__Text section__.
----

But his question involves an assumption that there is a reasonable answer in terms of electrons buzzing through the wires. I don't think there is one in those terms.

His question was why does conservation of energy imply that the sum of voltage changes around a circuit must add up to zero? He was trying to understand this by using a picture of electrons moving through the circuit, but his question is perfectly valid, however you try to understand it. How does one prove, from conservation of energy alone, that the sum of voltage changes around a loop add up to zero? You can't prove it from conservation of energy alone. If you let $U_{battery}$ be the internal energy of the battery, and $U_{circuit}$ be the internal energy of the circuit, then conservation of energy tells us that:

$\dfrac{d}{dt} U_{total} = - I^2 R$

where $U_{total} = U_{battery} + U_{circuit}$.

The additional assumption that's needed is something along the lines that
$U_{circuit} = 0$ for a perfect conductor. There is no energy associated with having current flowing through a wire. It's not exactly obvious that that's true, and I don't think it is precisely true, but it's approximately true, because as you say, the charges in a conductor don't move very far at all, so there's really no way to build up kinetic or potential energy inside a conductor.

 

[stevendaryl]

I just read this part of your OP. If there were any resistance in the contact with this terminal then the voltage at this point would not be zero. (And, of course, all real batteries do have some internal resistance so, once you start to drain current from them, some energy is, in fact, dissipated internally, so there is some energy 'left' after the charge has 'passed around' a real circuit.

----

__Stated problem A__.
Gather every line of the listing that contains the string "emblem". Treat uppercase and lowercase as different.
The forum discussion and the listing have no connection to each other.

[Dataset excerpt]
----

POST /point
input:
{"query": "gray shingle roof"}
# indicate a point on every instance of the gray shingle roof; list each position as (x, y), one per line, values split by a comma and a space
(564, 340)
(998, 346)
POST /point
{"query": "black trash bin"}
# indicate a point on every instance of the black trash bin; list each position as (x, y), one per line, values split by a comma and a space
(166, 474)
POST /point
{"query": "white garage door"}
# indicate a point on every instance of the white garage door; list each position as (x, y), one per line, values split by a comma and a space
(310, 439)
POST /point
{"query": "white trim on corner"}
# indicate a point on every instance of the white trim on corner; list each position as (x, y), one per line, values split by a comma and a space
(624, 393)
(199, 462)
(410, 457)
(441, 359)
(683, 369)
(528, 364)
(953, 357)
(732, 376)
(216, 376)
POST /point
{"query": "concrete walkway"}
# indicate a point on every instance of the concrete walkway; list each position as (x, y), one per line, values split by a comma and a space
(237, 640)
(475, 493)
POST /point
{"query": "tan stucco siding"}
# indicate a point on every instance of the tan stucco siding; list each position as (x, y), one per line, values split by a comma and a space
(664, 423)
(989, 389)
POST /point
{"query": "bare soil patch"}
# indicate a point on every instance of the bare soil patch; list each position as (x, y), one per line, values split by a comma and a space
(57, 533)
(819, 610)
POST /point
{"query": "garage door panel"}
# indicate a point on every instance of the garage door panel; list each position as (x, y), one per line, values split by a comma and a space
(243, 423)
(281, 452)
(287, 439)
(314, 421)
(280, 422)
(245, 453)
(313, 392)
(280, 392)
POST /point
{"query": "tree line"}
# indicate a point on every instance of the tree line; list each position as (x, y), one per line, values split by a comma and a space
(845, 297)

----

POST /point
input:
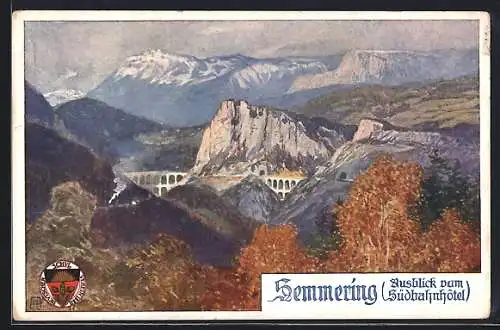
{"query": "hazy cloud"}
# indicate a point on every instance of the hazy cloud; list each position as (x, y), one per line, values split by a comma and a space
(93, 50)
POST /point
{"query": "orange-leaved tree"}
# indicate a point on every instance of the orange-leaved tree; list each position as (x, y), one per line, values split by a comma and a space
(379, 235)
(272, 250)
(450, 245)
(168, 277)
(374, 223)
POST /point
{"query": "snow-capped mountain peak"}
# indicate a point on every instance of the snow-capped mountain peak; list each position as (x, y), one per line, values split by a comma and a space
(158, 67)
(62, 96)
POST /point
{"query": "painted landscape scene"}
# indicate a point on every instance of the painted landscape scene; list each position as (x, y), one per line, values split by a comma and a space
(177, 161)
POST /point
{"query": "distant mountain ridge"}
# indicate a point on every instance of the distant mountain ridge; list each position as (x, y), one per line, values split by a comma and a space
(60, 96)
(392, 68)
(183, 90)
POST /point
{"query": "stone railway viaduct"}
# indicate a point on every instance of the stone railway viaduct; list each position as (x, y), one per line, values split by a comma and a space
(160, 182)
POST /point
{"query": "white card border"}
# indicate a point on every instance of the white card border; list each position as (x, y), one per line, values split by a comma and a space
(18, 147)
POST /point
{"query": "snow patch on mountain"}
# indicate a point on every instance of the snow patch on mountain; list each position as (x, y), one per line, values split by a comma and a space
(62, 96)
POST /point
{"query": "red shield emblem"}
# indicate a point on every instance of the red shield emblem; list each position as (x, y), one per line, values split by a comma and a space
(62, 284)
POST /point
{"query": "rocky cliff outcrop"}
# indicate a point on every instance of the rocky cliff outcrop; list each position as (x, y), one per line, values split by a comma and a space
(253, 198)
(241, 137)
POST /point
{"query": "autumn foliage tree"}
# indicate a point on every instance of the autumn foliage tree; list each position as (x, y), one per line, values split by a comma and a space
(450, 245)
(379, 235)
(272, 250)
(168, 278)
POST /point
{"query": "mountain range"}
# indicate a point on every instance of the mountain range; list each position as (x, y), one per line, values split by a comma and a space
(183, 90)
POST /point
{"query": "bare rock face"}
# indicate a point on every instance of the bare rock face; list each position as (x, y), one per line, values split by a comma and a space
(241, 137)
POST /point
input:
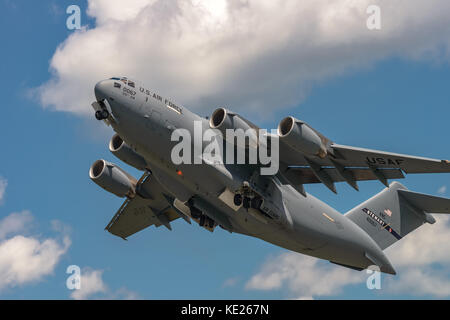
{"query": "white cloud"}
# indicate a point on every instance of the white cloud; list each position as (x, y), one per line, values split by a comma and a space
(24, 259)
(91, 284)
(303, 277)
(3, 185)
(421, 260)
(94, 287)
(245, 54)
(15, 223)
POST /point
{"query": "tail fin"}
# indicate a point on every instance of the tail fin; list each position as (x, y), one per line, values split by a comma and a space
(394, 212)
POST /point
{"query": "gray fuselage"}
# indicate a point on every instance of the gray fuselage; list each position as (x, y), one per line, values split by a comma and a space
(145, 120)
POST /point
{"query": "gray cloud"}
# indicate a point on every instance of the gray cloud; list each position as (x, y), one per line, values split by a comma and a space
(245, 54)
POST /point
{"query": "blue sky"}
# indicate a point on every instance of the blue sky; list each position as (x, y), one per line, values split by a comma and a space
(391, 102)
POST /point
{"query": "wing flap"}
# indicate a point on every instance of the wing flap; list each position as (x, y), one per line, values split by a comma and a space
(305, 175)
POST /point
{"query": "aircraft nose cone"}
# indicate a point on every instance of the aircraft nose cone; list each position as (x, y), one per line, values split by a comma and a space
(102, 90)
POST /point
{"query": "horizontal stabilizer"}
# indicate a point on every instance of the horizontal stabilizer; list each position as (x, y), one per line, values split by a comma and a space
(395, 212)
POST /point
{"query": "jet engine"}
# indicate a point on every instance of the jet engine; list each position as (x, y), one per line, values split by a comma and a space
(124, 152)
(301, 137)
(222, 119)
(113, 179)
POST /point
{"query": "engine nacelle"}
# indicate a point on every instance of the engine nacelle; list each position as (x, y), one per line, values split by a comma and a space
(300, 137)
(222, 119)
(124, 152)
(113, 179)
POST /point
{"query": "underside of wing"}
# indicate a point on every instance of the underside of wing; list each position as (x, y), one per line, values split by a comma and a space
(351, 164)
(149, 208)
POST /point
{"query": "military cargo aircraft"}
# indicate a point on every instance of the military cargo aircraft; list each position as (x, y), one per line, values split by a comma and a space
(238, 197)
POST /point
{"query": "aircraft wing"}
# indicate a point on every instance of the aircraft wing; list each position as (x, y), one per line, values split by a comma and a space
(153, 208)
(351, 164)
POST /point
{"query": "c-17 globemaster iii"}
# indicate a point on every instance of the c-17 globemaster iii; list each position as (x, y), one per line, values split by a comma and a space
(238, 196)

----

__Stated problem B__.
Write what comes next in the forum discussion above about conservation of energy and voltage changes around a circuit, picking up after its last sentence.

__Task result A__.
{"query": "red shield emblem"}
# indicate a point on every instance of the red shield emblem; list each position as (x, y), one per line, values split by a comma and a space

__Task result B__.
I wonder if part of your problem with this is that you are thinking in terms of the 'electrons' carrying the energy round the circuit in the form of Kinetic Energy? This is a common misconception which can be resolved once one considers their 1mm/s mean drift speed and the total mass of moving electrons in a wire (1/120,000 of the mass of a copper wire they are moving through).

It's not a "misconception", it's a question. He's essentially asking whether there can be energy in the form of kinetic energy of charges in a circuit that increases with time as the battery is connected. The answer is that the additional kinetic energy due to drift velocity is completely negligible in ordinary circuits, and this energy is therefore ignored in Kirchoff's laws.

 

[sophiecentaur]

I wouldn't argue with that at all. But trying to start an explanation (not yours) from a flawed basis (i.e. that the motion of the electrons is relevant) is not going to be helpful for anyone. Quasi mechanical pictures of circuit behaviour can only get in the way of a proper understanding and I think it's always worth while trying to steer people away from them.
It's this nagging problem of 'some energy being left over' which is so attractive - particularly if you have a picture of stuff flowing round a circuit like water (which, of course, always has some energy left after going through a water wheel etc - because it has to get out of the way to make room for the next lot coming out).

 

[sophiecentaur]

It's not a "misconception", it's a question. He's essentially asking whether there can be energy in the form of kinetic energy of charges in a circuit that increases with time as the battery is connected. The answer is that the additional kinetic energy due to drift velocity is completely negligible in ordinary circuits, and this energy is therefore ignored in Kirchoff's laws.

I think the OP can answer for himself, whether it is a question or a question based on a misconception. But, as we seem to be agreeing about the actual facts, what's the problem?

 

[stevendaryl]

I wouldn't argue with that at all. But trying to start an explanation (not yours) from a flawed basis (i.e. that the motion of the electrons is relevant) is not going to be helpful for anyone.

Sure, but to me, the appropriate response was something like: applying a voltage across a wire makes a negligible change in the kinetic energy of the charges in the wire, for such and reason.

In a certain sense, though, the reason drift velocity is so low is because the conductor isn't perfect, it has resistance.

 

[sophiecentaur]

@stevendary
OK, I'll use you as my sub-editor in future.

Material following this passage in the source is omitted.